*SUPPLIED DATA*.
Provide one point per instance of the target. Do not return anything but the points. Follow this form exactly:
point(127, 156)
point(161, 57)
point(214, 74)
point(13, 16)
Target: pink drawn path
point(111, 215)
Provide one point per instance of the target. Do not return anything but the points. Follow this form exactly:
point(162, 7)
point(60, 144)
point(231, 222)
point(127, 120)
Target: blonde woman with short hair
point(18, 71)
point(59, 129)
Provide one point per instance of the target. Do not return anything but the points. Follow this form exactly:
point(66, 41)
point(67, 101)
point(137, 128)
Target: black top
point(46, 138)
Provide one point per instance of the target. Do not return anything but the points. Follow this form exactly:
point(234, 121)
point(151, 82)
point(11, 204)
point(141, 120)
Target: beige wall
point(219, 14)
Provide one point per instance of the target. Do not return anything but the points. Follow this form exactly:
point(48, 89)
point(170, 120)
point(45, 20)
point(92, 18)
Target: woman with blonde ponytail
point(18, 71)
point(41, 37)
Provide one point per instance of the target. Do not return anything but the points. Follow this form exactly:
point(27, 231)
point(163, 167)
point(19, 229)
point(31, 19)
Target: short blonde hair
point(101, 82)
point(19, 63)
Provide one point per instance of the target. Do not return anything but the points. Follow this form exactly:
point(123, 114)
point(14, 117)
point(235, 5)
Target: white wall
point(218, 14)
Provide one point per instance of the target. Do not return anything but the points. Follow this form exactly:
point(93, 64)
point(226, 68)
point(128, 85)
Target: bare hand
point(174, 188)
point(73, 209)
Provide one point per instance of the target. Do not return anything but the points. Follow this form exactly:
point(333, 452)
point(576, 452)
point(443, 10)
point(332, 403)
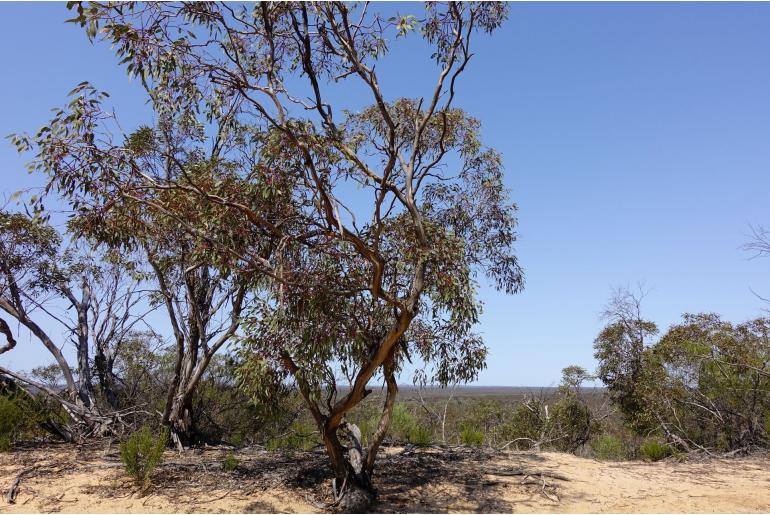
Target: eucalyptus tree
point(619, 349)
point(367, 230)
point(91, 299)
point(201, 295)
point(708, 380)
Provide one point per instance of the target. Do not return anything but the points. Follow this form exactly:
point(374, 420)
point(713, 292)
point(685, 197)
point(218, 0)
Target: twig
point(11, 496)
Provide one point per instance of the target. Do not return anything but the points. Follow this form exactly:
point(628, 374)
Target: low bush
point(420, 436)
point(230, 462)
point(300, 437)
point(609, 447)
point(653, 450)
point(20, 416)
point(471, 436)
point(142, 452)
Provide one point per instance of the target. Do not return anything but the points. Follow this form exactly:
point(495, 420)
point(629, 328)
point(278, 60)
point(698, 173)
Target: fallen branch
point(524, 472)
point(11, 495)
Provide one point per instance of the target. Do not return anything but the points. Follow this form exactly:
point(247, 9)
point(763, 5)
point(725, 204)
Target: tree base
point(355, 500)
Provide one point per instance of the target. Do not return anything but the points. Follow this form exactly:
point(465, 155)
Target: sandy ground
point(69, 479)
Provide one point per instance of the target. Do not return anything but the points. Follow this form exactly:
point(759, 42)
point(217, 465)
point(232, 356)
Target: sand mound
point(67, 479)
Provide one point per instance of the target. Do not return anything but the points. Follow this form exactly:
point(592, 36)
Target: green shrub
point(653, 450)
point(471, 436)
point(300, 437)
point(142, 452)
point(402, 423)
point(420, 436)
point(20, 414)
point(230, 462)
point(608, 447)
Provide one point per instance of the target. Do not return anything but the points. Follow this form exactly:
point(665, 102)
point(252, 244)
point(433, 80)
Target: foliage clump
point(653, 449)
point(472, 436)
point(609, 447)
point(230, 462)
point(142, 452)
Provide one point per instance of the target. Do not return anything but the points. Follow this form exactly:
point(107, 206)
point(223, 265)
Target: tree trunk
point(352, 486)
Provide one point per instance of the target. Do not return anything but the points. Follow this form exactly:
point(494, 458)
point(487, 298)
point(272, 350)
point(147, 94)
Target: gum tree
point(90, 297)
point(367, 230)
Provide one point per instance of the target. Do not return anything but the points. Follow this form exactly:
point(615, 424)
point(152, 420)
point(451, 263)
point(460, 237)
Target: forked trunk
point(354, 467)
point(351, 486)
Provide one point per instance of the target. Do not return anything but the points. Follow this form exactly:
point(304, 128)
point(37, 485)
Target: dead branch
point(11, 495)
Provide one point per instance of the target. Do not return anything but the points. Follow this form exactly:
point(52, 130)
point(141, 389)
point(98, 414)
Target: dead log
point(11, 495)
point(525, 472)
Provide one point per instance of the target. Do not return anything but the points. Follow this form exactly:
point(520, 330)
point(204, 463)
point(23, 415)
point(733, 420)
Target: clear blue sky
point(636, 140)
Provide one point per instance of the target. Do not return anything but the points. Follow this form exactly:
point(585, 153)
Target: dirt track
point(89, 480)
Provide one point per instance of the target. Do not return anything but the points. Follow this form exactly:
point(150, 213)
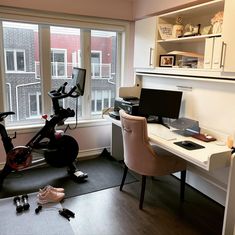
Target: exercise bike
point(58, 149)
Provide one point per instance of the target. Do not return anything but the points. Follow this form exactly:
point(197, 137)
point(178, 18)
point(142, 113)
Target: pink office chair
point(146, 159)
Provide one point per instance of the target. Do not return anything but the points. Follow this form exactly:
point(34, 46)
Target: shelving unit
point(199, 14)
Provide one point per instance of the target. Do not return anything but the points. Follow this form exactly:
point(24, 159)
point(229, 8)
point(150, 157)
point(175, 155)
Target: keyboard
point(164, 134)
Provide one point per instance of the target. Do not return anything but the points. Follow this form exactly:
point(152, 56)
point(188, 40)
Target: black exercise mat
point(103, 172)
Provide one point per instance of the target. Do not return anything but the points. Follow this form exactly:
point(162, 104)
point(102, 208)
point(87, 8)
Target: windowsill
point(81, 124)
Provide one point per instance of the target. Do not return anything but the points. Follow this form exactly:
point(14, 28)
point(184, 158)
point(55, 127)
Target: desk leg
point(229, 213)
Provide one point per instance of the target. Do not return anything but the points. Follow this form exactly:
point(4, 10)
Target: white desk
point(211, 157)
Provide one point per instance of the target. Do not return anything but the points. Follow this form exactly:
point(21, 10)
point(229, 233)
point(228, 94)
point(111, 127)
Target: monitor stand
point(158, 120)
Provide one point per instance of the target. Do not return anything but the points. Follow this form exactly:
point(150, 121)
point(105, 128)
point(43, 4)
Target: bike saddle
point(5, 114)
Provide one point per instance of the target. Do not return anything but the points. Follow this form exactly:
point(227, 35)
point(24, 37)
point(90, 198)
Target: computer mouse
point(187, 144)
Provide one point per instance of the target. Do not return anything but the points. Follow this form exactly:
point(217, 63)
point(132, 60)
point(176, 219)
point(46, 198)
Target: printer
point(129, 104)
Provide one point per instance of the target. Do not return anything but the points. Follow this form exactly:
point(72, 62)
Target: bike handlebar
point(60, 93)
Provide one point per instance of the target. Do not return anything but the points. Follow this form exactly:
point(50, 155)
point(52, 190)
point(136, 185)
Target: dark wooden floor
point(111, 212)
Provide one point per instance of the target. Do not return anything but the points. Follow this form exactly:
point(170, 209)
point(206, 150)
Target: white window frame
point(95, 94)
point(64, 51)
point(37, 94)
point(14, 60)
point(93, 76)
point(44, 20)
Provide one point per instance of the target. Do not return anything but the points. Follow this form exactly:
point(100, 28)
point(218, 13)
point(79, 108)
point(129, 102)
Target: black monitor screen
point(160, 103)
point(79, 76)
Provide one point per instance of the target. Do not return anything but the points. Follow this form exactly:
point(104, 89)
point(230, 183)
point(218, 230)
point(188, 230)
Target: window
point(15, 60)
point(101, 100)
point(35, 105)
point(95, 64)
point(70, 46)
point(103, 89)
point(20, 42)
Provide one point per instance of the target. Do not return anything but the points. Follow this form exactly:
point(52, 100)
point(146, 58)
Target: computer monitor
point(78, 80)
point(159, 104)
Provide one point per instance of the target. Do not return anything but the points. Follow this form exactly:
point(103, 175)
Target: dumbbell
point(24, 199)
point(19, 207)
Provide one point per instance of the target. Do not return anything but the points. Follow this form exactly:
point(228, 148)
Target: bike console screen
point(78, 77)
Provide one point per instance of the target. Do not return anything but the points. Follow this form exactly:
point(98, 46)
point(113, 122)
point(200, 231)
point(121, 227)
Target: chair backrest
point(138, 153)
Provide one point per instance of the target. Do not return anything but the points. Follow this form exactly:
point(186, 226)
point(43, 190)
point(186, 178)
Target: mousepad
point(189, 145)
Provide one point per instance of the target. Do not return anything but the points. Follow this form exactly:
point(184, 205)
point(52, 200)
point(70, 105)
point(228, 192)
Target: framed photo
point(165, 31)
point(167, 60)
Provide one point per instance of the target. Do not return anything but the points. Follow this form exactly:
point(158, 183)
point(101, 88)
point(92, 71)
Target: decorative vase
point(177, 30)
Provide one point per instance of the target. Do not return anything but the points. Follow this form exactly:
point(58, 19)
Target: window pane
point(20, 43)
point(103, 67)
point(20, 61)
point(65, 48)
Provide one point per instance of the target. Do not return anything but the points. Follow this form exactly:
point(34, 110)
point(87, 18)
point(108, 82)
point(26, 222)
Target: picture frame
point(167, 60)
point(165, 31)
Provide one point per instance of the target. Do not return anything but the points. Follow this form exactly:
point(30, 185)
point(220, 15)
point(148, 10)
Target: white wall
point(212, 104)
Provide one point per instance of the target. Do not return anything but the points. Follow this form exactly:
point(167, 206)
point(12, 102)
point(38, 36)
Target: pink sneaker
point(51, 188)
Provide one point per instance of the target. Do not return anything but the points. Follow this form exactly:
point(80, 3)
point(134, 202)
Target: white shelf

*TASK REQUIREMENTS*. Rewrite the part of the records that opens with the first line and closes with the line containing "point(111, 215)", substituting "traced line" for "drawn path" and leaving everything else unchanged.

*TASK OUTPUT*.
Provide one point per instance of the target. Do not return anything but the points. Follow this form exactly:
point(127, 156)
point(161, 57)
point(214, 74)
point(13, 16)
Target: pink traced line
point(111, 215)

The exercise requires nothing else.